THE EXERCISE> Count the lines in the listing below that contain the word "plastic", treating uppercase and lowercase as different. Reply with the number only.

DATA FOR PROCESSING>

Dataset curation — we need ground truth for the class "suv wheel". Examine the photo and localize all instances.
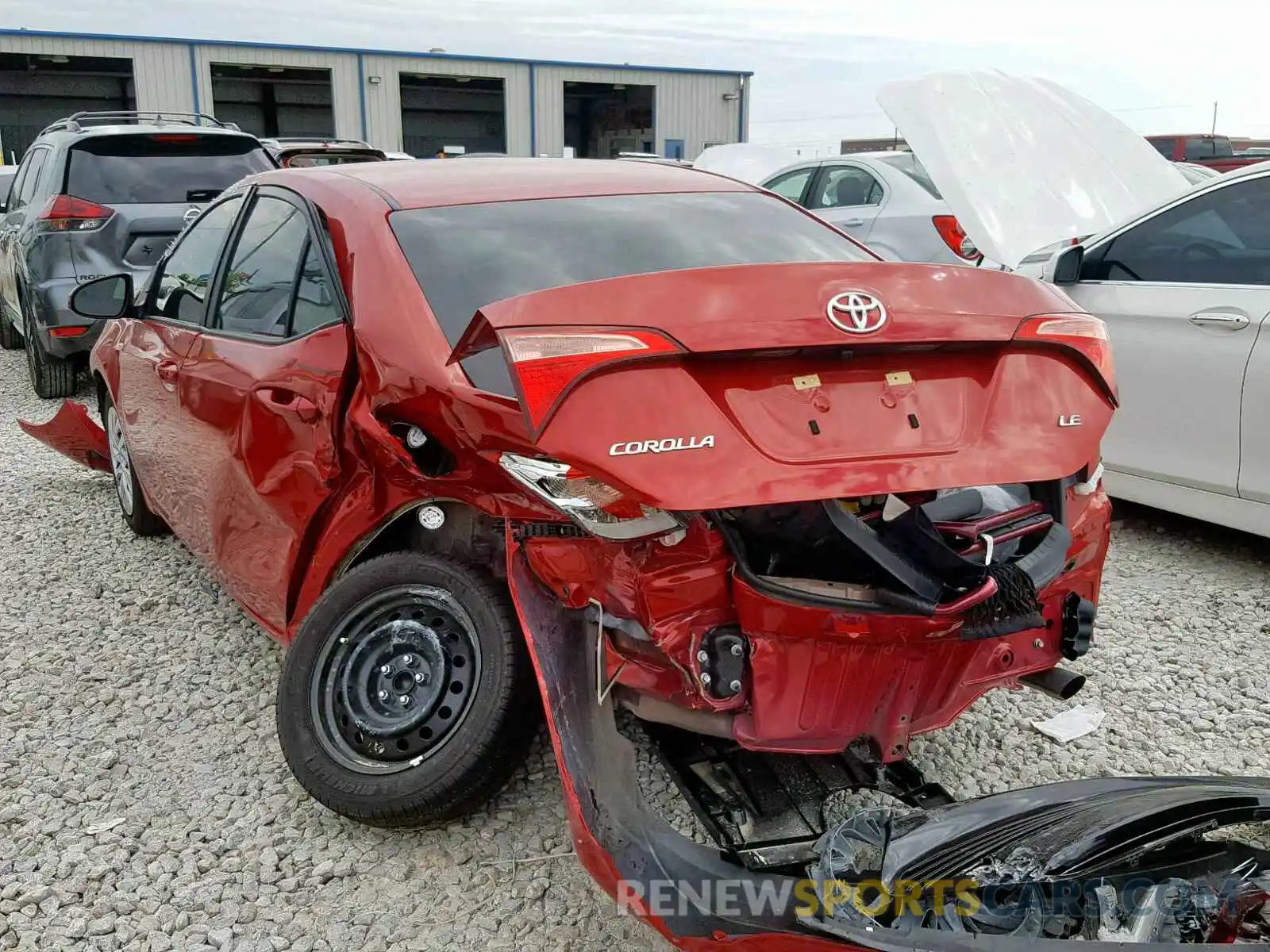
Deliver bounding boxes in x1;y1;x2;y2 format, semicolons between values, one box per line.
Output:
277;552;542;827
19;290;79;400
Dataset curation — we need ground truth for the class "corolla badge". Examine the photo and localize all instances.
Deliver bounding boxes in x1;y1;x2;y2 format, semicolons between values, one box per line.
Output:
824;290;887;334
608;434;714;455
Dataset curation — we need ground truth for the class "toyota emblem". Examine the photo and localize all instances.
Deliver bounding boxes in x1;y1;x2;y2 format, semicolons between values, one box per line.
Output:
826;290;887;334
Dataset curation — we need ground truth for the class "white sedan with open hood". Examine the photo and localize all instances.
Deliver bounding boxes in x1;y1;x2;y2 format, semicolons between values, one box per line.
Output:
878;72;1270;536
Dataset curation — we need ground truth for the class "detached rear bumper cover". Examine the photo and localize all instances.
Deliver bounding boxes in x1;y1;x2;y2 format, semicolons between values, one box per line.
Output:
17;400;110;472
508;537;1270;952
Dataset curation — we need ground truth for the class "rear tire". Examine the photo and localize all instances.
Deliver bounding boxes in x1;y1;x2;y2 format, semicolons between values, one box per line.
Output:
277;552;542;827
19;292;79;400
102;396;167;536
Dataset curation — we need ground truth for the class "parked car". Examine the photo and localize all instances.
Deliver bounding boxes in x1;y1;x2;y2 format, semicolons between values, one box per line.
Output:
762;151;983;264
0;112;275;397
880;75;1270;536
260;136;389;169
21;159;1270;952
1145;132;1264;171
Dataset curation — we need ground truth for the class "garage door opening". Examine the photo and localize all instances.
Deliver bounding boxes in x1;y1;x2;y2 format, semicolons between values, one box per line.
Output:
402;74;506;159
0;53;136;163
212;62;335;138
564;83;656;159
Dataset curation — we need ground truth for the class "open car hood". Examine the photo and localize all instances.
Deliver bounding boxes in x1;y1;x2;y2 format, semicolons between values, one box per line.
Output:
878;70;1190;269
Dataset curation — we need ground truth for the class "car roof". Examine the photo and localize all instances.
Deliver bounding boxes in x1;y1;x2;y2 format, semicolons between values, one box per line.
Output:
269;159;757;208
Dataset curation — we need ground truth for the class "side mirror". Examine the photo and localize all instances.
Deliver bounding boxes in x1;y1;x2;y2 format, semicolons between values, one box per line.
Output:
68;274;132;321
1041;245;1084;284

* * *

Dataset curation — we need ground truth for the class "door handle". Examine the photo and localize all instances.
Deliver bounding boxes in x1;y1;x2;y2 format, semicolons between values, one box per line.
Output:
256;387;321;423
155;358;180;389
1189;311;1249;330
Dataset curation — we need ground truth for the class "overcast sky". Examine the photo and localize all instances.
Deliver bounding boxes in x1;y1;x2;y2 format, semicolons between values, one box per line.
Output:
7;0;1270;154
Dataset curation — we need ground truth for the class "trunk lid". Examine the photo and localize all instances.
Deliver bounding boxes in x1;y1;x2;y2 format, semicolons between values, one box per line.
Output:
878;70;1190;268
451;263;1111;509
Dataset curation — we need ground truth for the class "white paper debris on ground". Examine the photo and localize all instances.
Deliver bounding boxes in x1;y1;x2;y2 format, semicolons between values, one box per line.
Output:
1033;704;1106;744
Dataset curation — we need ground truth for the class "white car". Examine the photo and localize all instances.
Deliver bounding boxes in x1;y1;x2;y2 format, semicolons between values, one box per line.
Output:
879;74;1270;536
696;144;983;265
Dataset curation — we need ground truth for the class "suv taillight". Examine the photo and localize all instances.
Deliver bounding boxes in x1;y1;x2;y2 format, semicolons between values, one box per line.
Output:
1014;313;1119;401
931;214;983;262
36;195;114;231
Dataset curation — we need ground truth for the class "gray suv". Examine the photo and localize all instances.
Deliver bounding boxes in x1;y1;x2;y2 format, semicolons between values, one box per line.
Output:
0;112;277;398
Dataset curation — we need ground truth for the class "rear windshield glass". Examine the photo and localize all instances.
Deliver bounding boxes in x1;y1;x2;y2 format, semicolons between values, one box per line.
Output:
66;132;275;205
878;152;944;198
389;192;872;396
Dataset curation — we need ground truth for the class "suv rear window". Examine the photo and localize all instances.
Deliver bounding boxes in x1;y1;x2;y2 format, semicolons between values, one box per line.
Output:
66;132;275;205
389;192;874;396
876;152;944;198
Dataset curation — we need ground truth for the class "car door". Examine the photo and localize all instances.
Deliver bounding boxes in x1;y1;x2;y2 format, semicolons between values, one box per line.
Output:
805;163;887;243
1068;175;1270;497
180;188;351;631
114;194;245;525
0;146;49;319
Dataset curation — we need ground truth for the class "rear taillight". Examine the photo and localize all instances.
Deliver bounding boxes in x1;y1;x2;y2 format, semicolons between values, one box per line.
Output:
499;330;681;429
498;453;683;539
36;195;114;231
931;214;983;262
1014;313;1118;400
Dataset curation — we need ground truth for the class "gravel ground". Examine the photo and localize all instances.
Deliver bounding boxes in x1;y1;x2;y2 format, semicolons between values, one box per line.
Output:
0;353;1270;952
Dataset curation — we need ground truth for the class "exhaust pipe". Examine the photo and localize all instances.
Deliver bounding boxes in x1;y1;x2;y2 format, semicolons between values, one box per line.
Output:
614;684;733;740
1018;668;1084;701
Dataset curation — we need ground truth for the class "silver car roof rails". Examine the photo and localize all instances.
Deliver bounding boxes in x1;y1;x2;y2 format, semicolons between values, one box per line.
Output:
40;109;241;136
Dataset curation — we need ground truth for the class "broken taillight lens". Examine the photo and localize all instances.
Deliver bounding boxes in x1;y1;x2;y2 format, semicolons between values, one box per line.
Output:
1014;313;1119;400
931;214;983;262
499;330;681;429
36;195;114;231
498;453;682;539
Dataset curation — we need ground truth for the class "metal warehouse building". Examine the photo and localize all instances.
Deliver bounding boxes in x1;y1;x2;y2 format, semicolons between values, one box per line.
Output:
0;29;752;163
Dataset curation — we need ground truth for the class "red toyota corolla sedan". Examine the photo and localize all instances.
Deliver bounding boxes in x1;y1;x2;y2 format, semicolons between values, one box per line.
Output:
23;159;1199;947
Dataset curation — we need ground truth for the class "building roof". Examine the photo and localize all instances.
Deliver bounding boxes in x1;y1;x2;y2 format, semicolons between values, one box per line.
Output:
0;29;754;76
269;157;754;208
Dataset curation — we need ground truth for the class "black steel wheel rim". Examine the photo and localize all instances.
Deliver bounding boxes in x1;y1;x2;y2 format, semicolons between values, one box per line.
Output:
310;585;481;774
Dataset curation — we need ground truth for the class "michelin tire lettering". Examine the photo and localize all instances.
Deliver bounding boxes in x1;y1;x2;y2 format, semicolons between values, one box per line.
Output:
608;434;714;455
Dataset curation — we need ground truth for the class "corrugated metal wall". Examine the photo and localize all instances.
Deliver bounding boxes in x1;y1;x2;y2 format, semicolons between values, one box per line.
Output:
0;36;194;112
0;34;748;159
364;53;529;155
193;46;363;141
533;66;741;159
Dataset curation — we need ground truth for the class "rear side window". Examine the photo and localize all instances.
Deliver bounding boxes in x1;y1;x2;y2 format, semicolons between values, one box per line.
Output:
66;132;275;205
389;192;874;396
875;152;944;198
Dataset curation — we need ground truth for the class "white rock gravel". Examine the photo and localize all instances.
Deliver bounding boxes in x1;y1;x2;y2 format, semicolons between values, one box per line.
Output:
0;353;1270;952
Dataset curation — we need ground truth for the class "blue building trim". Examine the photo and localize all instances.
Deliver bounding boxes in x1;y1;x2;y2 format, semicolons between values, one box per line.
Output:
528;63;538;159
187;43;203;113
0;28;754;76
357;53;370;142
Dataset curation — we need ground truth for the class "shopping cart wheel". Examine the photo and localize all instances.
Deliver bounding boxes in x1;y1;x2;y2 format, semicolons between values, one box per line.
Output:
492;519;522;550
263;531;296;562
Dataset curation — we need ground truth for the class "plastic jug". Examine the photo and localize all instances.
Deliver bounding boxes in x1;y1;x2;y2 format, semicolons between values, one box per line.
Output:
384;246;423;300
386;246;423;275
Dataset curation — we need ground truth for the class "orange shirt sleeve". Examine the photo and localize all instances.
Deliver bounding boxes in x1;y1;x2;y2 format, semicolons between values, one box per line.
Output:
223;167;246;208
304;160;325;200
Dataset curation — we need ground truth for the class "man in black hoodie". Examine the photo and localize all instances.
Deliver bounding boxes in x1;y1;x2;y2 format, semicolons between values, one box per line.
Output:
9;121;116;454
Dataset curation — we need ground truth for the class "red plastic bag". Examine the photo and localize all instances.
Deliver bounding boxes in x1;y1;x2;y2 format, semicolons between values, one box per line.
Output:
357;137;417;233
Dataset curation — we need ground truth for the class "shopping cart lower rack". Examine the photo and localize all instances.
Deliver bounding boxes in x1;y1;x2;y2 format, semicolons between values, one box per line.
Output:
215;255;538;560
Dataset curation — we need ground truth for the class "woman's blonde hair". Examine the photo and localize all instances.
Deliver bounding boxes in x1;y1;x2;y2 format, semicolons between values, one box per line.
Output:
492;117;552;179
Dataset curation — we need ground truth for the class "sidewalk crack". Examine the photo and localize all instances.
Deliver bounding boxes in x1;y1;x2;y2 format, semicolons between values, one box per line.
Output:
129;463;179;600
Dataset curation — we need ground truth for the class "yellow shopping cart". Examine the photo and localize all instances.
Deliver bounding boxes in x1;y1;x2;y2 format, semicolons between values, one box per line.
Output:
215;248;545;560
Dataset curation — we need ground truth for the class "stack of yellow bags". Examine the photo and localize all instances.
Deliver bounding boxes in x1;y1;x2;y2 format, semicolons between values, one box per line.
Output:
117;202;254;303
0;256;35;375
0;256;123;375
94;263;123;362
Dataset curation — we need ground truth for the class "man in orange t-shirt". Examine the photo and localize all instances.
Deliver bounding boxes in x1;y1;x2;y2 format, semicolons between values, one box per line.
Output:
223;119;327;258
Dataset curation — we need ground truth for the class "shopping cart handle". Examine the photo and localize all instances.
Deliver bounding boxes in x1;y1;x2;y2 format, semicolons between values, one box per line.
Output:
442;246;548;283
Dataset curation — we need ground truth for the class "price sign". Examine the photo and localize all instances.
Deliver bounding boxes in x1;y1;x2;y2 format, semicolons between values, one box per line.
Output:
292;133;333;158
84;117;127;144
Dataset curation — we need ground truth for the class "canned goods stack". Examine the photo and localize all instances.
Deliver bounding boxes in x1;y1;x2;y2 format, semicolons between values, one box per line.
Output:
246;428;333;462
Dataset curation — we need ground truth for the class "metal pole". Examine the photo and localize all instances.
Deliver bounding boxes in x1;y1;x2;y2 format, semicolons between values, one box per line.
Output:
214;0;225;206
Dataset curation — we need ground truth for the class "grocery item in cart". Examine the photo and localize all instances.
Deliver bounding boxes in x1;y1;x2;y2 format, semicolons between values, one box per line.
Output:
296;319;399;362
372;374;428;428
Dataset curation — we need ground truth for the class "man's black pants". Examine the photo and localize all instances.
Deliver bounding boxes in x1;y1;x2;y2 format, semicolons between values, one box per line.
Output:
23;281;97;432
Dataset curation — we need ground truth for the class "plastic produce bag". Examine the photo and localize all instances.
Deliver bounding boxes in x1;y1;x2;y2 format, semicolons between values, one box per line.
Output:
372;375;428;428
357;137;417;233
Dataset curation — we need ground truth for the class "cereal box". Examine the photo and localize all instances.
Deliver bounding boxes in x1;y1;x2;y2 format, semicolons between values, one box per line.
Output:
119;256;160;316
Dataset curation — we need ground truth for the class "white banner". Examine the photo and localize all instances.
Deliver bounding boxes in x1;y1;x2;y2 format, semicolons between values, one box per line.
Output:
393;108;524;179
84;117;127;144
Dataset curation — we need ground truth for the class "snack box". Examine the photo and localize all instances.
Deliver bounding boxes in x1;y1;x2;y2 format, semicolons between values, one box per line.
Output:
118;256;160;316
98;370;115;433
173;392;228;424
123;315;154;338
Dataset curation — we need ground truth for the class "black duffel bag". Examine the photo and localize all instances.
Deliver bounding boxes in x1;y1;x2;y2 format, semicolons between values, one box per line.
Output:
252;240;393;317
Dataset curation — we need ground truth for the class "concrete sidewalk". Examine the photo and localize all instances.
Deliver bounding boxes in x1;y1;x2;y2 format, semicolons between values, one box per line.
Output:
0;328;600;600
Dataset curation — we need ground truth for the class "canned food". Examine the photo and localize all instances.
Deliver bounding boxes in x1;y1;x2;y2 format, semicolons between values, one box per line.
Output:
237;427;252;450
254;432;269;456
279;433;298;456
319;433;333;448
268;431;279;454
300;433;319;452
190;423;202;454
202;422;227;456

RESULT FOR THIS EXERCISE> 3